Using the passage on lead in household water, answer yes or no to whether each statement agrees with it, and quote the words that decide it. 1. Hot water is likely to have more lead than cold water. 2. Most of the lead in household water usually comes from the local water supply. 3. Flushing the cold-water pipes always takes at least two minutes.

**Document segment**
....

Lead, a metal found in natural deposits, is commonly used in household plumbing materials and water service lines. The greatest exposure to lead is swallowing or breathing in lead paint chips and dust.
Anytime the water in a particular faucet has not been used for six hours or longer, "flush" your cold-water pipes by running the water until it becomes as cold as it will get. (This could take as little as five to thirty seconds if there has been recent heavy water use such as showering or toilet flushing. Otherwise, it could take two minutes or longer.) The more time water has been sitting in your home's pipes, the more lead it may contain.
Only Use Cold Water for Consumption Use only water from the cold-water tap for drinking, cooking, and especially for making baby formula. Hot water is likely to contain higher levels of lead.The two actions recommended above are very important to the health of your family. They will probably be effective in reducing lead levels because most of the lead in household water usually comes from the plumbing in your house, not from the local water supply.
Have Your Water Tested After you have taken the two precautions above for reducing the lead in water used for drinking or cooking, have your water tested. The only way to be sure of the amount of lead in your household water is to have it tested by a competent laboratory. Your water supplier may be able to offer information or assistance with testing. Testing is especially important for apartment dwellers, because flushing may not be effective in high-rise buildings with lead-soldered central piping.

....

**Natural language region descriptions**
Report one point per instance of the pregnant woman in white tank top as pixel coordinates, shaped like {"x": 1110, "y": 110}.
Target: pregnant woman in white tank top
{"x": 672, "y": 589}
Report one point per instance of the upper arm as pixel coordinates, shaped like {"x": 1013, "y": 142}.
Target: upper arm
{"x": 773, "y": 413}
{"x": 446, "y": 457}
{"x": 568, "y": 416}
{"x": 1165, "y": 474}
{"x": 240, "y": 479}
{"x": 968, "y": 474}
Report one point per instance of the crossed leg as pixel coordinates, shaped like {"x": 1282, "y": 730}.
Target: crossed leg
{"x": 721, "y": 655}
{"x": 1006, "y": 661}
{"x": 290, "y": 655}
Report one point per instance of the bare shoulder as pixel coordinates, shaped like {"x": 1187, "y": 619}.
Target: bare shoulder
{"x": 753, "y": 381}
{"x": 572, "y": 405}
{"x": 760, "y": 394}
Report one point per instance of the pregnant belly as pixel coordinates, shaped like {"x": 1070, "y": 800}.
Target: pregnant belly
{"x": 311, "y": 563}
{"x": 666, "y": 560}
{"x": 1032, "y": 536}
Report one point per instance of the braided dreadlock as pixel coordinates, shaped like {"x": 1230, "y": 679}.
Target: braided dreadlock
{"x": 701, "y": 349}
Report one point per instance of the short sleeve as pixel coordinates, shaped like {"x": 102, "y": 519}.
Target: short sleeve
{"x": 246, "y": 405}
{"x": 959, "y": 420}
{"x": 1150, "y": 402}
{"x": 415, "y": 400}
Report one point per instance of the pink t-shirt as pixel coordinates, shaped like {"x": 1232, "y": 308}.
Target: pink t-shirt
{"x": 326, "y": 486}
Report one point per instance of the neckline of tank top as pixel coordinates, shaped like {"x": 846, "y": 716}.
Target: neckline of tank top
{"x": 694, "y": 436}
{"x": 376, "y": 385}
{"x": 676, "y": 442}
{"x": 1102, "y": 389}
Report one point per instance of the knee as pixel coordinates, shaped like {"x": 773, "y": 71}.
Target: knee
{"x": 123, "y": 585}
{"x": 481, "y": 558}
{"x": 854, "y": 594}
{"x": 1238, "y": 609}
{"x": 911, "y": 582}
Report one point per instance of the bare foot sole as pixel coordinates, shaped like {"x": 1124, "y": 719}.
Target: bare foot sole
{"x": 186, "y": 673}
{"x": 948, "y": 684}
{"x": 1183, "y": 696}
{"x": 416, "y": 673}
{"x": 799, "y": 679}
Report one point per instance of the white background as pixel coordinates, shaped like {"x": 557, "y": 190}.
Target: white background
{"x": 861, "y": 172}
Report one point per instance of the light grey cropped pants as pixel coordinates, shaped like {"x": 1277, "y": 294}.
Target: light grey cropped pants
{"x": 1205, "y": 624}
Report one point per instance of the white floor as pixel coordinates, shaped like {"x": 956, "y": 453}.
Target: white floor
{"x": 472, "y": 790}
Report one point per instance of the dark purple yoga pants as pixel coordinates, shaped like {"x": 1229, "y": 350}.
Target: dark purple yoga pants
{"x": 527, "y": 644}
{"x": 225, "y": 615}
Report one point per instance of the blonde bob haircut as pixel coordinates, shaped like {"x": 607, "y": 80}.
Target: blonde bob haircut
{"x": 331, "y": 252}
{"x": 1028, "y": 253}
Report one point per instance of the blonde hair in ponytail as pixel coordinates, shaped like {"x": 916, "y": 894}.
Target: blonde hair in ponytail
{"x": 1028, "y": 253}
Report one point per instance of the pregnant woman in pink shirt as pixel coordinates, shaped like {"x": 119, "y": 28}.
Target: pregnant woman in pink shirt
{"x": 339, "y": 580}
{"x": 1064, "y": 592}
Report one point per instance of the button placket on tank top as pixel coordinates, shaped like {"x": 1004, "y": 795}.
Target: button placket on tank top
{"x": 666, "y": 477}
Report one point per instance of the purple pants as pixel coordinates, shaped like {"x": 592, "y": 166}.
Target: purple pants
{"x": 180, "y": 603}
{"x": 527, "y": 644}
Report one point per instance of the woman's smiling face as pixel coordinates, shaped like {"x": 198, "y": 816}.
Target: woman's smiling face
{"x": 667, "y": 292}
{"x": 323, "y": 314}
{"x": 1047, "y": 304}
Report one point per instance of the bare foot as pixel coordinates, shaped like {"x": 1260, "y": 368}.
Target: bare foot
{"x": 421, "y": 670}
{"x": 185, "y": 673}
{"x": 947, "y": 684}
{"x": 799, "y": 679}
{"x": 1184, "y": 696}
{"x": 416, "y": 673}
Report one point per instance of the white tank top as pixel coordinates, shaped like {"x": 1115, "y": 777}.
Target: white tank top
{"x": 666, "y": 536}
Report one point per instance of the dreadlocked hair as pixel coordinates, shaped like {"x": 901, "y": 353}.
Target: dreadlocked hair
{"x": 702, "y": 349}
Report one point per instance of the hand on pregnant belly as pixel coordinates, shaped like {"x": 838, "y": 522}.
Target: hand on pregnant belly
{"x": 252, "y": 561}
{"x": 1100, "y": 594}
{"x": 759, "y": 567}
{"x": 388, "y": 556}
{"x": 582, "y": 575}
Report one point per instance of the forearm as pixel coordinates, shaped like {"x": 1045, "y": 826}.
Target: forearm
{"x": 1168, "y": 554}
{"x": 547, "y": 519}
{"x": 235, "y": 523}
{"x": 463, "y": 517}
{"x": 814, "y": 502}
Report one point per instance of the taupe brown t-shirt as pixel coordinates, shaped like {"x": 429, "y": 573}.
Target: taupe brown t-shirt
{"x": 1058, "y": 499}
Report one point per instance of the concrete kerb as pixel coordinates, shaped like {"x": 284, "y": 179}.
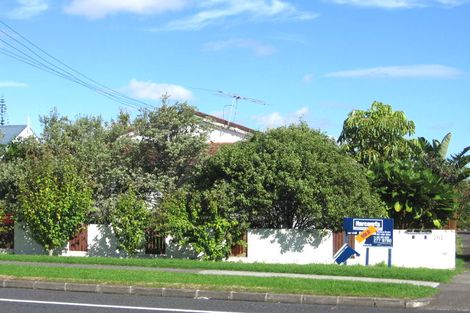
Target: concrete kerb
{"x": 215, "y": 294}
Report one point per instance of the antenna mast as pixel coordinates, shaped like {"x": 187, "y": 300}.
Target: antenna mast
{"x": 3, "y": 111}
{"x": 233, "y": 107}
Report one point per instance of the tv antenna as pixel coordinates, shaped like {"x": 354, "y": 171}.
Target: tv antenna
{"x": 233, "y": 106}
{"x": 3, "y": 111}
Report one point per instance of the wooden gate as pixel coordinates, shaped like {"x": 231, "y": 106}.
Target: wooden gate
{"x": 6, "y": 232}
{"x": 240, "y": 250}
{"x": 80, "y": 241}
{"x": 155, "y": 243}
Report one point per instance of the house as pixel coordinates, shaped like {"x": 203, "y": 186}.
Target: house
{"x": 222, "y": 132}
{"x": 9, "y": 133}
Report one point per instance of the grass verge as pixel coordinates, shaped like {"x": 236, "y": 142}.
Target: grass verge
{"x": 210, "y": 282}
{"x": 318, "y": 269}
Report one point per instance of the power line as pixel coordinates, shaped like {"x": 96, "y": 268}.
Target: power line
{"x": 20, "y": 48}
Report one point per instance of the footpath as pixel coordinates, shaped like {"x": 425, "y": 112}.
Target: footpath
{"x": 222, "y": 295}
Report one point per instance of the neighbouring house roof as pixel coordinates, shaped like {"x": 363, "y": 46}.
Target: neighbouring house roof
{"x": 8, "y": 133}
{"x": 223, "y": 131}
{"x": 225, "y": 123}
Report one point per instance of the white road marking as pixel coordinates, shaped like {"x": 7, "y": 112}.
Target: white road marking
{"x": 110, "y": 306}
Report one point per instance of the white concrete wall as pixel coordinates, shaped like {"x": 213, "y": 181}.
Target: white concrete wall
{"x": 102, "y": 241}
{"x": 289, "y": 246}
{"x": 435, "y": 249}
{"x": 432, "y": 250}
{"x": 24, "y": 244}
{"x": 225, "y": 136}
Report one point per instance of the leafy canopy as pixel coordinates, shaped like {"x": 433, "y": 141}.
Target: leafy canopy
{"x": 377, "y": 134}
{"x": 291, "y": 177}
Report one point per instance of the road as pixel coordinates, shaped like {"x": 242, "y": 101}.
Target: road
{"x": 465, "y": 237}
{"x": 40, "y": 301}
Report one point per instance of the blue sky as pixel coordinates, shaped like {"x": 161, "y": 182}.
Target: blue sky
{"x": 310, "y": 60}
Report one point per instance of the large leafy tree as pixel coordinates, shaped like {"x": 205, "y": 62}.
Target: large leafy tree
{"x": 376, "y": 134}
{"x": 412, "y": 175}
{"x": 291, "y": 177}
{"x": 204, "y": 220}
{"x": 417, "y": 197}
{"x": 53, "y": 199}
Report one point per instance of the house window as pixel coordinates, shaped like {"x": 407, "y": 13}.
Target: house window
{"x": 6, "y": 232}
{"x": 338, "y": 241}
{"x": 80, "y": 241}
{"x": 240, "y": 250}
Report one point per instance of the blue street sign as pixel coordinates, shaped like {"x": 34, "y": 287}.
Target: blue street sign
{"x": 384, "y": 235}
{"x": 344, "y": 253}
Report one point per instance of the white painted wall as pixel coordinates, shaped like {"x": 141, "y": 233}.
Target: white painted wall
{"x": 24, "y": 244}
{"x": 435, "y": 249}
{"x": 289, "y": 246}
{"x": 225, "y": 136}
{"x": 431, "y": 250}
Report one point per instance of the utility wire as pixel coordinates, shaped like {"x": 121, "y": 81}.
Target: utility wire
{"x": 23, "y": 50}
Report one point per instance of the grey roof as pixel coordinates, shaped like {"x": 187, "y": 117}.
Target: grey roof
{"x": 10, "y": 132}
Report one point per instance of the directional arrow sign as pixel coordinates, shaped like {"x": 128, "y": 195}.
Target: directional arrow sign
{"x": 369, "y": 231}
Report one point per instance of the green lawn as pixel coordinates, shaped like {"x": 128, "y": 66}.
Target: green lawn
{"x": 216, "y": 282}
{"x": 319, "y": 269}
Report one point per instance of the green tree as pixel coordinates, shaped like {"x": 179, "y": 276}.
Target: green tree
{"x": 199, "y": 219}
{"x": 172, "y": 140}
{"x": 53, "y": 199}
{"x": 129, "y": 221}
{"x": 412, "y": 175}
{"x": 463, "y": 205}
{"x": 291, "y": 177}
{"x": 377, "y": 134}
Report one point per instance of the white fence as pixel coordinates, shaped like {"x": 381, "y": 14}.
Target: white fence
{"x": 435, "y": 249}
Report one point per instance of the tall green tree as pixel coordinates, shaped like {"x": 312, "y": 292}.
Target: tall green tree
{"x": 53, "y": 199}
{"x": 129, "y": 222}
{"x": 416, "y": 197}
{"x": 377, "y": 134}
{"x": 202, "y": 220}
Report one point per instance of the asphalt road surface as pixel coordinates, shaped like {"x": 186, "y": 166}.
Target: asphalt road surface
{"x": 34, "y": 301}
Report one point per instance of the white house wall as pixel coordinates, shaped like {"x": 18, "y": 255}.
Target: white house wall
{"x": 435, "y": 249}
{"x": 431, "y": 250}
{"x": 225, "y": 135}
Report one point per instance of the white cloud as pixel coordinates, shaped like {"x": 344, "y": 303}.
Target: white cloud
{"x": 400, "y": 4}
{"x": 301, "y": 113}
{"x": 258, "y": 48}
{"x": 276, "y": 119}
{"x": 271, "y": 120}
{"x": 214, "y": 11}
{"x": 12, "y": 84}
{"x": 28, "y": 8}
{"x": 407, "y": 71}
{"x": 153, "y": 91}
{"x": 308, "y": 78}
{"x": 102, "y": 8}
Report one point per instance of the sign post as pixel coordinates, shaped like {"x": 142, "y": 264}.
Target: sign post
{"x": 374, "y": 232}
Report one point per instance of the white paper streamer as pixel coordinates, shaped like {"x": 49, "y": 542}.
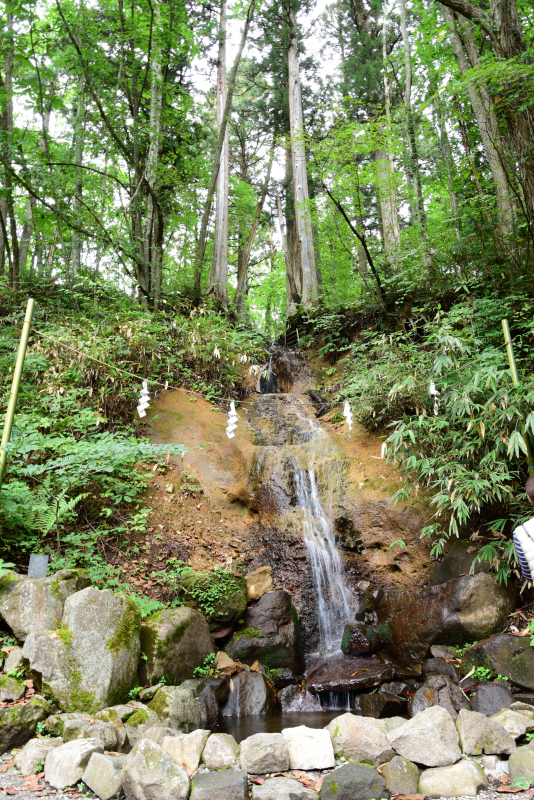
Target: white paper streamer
{"x": 433, "y": 392}
{"x": 143, "y": 400}
{"x": 347, "y": 413}
{"x": 232, "y": 419}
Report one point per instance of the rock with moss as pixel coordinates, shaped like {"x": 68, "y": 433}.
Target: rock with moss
{"x": 221, "y": 597}
{"x": 91, "y": 661}
{"x": 177, "y": 708}
{"x": 175, "y": 641}
{"x": 270, "y": 635}
{"x": 19, "y": 723}
{"x": 35, "y": 605}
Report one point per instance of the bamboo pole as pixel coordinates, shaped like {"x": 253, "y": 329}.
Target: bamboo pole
{"x": 515, "y": 380}
{"x": 17, "y": 374}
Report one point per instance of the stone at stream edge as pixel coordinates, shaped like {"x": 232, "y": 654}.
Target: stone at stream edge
{"x": 149, "y": 773}
{"x": 274, "y": 638}
{"x": 360, "y": 739}
{"x": 401, "y": 776}
{"x": 91, "y": 661}
{"x": 175, "y": 642}
{"x": 462, "y": 610}
{"x": 504, "y": 654}
{"x": 18, "y": 723}
{"x": 226, "y": 785}
{"x": 35, "y": 605}
{"x": 283, "y": 789}
{"x": 354, "y": 782}
{"x": 178, "y": 708}
{"x": 464, "y": 779}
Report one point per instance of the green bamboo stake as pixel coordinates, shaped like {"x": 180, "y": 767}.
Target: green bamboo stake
{"x": 17, "y": 374}
{"x": 515, "y": 380}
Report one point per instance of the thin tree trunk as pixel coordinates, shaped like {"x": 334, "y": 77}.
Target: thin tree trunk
{"x": 300, "y": 176}
{"x": 485, "y": 116}
{"x": 218, "y": 286}
{"x": 201, "y": 248}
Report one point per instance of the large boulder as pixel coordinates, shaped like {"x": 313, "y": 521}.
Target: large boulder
{"x": 506, "y": 655}
{"x": 438, "y": 690}
{"x": 360, "y": 739}
{"x": 65, "y": 765}
{"x": 478, "y": 734}
{"x": 270, "y": 634}
{"x": 490, "y": 698}
{"x": 354, "y": 782}
{"x": 464, "y": 779}
{"x": 263, "y": 753}
{"x": 249, "y": 694}
{"x": 18, "y": 723}
{"x": 221, "y": 751}
{"x": 35, "y": 605}
{"x": 91, "y": 661}
{"x": 177, "y": 708}
{"x": 149, "y": 773}
{"x": 283, "y": 789}
{"x": 175, "y": 642}
{"x": 103, "y": 775}
{"x": 459, "y": 611}
{"x": 430, "y": 738}
{"x": 228, "y": 605}
{"x": 401, "y": 776}
{"x": 227, "y": 785}
{"x": 34, "y": 753}
{"x": 309, "y": 748}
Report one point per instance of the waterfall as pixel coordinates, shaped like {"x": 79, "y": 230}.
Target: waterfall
{"x": 335, "y": 601}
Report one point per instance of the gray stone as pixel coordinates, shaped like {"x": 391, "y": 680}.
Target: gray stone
{"x": 430, "y": 738}
{"x": 249, "y": 694}
{"x": 150, "y": 774}
{"x": 221, "y": 751}
{"x": 401, "y": 776}
{"x": 35, "y": 605}
{"x": 34, "y": 753}
{"x": 177, "y": 708}
{"x": 360, "y": 739}
{"x": 522, "y": 763}
{"x": 91, "y": 661}
{"x": 186, "y": 748}
{"x": 464, "y": 779}
{"x": 227, "y": 785}
{"x": 18, "y": 723}
{"x": 11, "y": 689}
{"x": 490, "y": 698}
{"x": 283, "y": 789}
{"x": 263, "y": 753}
{"x": 65, "y": 765}
{"x": 309, "y": 748}
{"x": 103, "y": 775}
{"x": 480, "y": 734}
{"x": 438, "y": 690}
{"x": 515, "y": 723}
{"x": 354, "y": 782}
{"x": 175, "y": 641}
{"x": 297, "y": 698}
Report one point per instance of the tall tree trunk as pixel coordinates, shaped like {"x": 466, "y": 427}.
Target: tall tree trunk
{"x": 464, "y": 47}
{"x": 300, "y": 177}
{"x": 79, "y": 135}
{"x": 219, "y": 269}
{"x": 503, "y": 27}
{"x": 201, "y": 247}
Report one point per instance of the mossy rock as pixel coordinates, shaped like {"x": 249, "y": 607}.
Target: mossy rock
{"x": 175, "y": 642}
{"x": 18, "y": 723}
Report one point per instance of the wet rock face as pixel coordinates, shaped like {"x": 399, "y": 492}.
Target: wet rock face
{"x": 457, "y": 612}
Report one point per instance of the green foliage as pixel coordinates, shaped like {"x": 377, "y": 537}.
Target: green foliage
{"x": 207, "y": 667}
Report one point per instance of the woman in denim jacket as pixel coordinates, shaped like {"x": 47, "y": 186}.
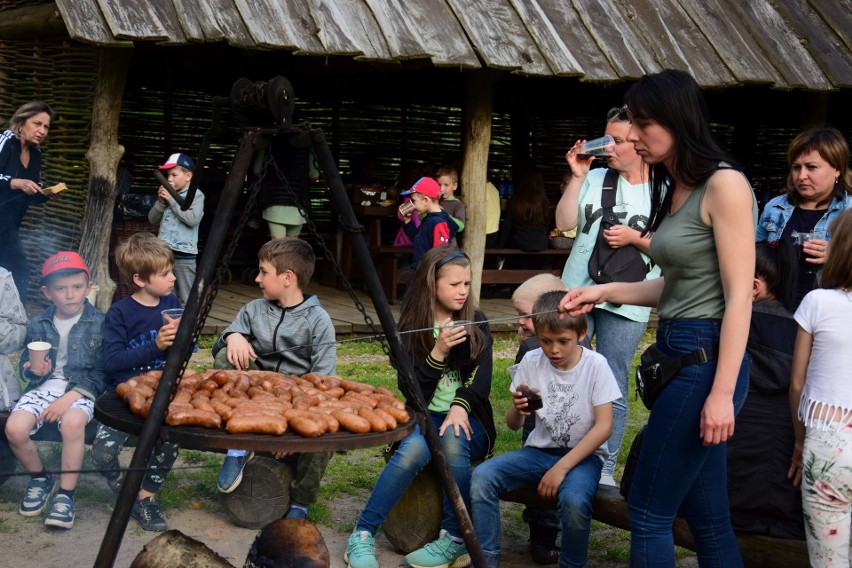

....

**Task solution**
1. Yes: "Hot water is likely to contain higher levels of lead."
2. No: "most of the lead in household water usually comes from the plumbing in your house, not from the local water supply."
3. No: "This could take as little as five to thirty seconds if there has been recent heavy water use such as showering or toilet flushing."